§ YOUR OBJECTIVE
Of the lines below, report only those that contain "patterned".

PROVIDED RECORDS section start

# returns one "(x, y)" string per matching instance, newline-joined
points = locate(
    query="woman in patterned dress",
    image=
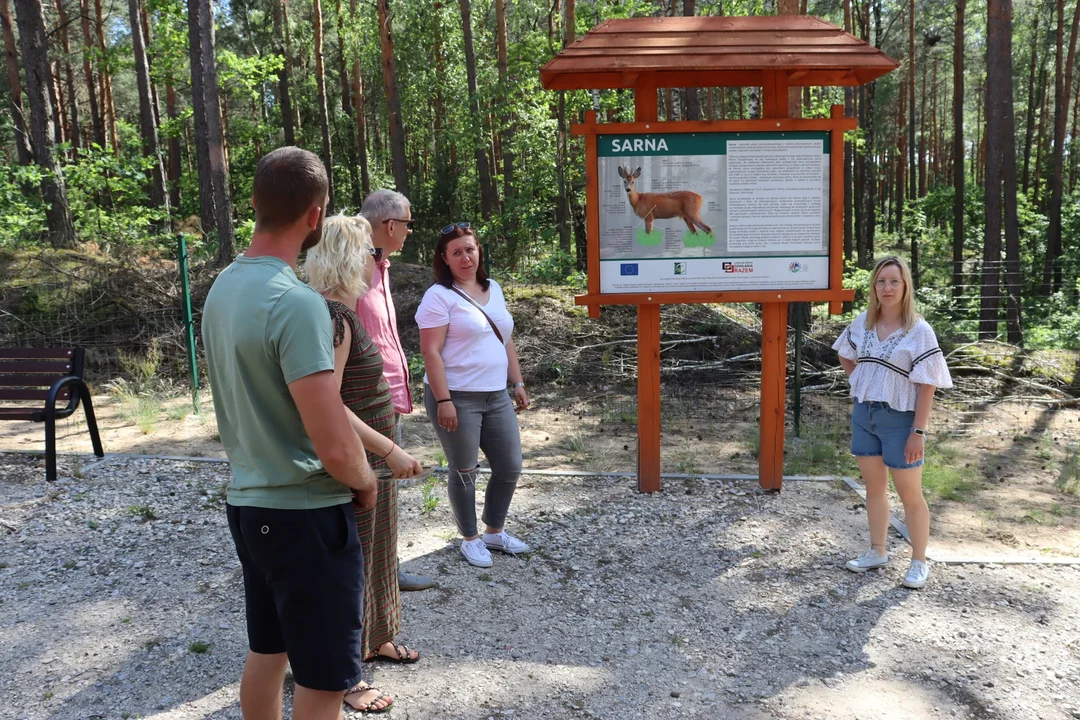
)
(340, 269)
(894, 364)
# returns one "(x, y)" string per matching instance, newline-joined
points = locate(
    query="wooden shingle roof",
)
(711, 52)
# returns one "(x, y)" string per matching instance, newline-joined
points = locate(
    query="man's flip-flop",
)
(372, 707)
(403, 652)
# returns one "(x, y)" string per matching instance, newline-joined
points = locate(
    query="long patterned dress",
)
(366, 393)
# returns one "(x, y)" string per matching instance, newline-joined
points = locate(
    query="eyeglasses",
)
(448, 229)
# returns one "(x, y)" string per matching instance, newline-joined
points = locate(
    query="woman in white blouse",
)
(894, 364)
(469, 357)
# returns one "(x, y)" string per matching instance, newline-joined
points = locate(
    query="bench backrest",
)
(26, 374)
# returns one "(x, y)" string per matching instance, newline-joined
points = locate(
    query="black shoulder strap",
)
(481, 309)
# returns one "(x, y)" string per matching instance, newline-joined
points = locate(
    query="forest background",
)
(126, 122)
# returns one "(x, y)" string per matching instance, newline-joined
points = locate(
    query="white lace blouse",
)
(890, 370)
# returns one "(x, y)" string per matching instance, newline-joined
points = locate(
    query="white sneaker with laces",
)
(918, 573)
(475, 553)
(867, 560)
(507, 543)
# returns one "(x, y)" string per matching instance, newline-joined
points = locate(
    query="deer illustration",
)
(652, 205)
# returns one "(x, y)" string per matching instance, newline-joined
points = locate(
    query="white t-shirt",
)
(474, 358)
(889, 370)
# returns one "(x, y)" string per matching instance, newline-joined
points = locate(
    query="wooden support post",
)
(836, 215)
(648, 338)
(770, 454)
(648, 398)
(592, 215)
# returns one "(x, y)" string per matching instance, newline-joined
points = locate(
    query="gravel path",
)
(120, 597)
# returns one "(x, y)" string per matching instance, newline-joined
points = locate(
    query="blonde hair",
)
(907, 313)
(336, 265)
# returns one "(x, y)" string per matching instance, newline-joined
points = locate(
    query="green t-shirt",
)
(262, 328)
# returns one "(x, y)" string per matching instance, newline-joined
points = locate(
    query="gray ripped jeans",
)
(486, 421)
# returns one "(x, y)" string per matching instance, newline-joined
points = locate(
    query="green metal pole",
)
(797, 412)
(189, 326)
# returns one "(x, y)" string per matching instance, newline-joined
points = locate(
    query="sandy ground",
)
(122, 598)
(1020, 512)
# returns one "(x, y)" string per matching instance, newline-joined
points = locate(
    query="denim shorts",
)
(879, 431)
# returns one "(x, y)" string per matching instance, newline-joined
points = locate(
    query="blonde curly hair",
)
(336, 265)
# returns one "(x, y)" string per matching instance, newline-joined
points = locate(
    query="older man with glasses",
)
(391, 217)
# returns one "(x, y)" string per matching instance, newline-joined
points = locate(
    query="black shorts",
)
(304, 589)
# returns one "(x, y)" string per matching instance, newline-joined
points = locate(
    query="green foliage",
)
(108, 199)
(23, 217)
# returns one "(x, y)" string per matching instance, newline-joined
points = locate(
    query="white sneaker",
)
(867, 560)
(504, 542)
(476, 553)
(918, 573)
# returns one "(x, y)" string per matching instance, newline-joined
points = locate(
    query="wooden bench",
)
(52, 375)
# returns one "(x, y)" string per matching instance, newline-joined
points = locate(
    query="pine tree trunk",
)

PROVIDED RECORDS section end

§ TASK OUTPUT
    query="woman in patterned dress",
    query="long patterned dress",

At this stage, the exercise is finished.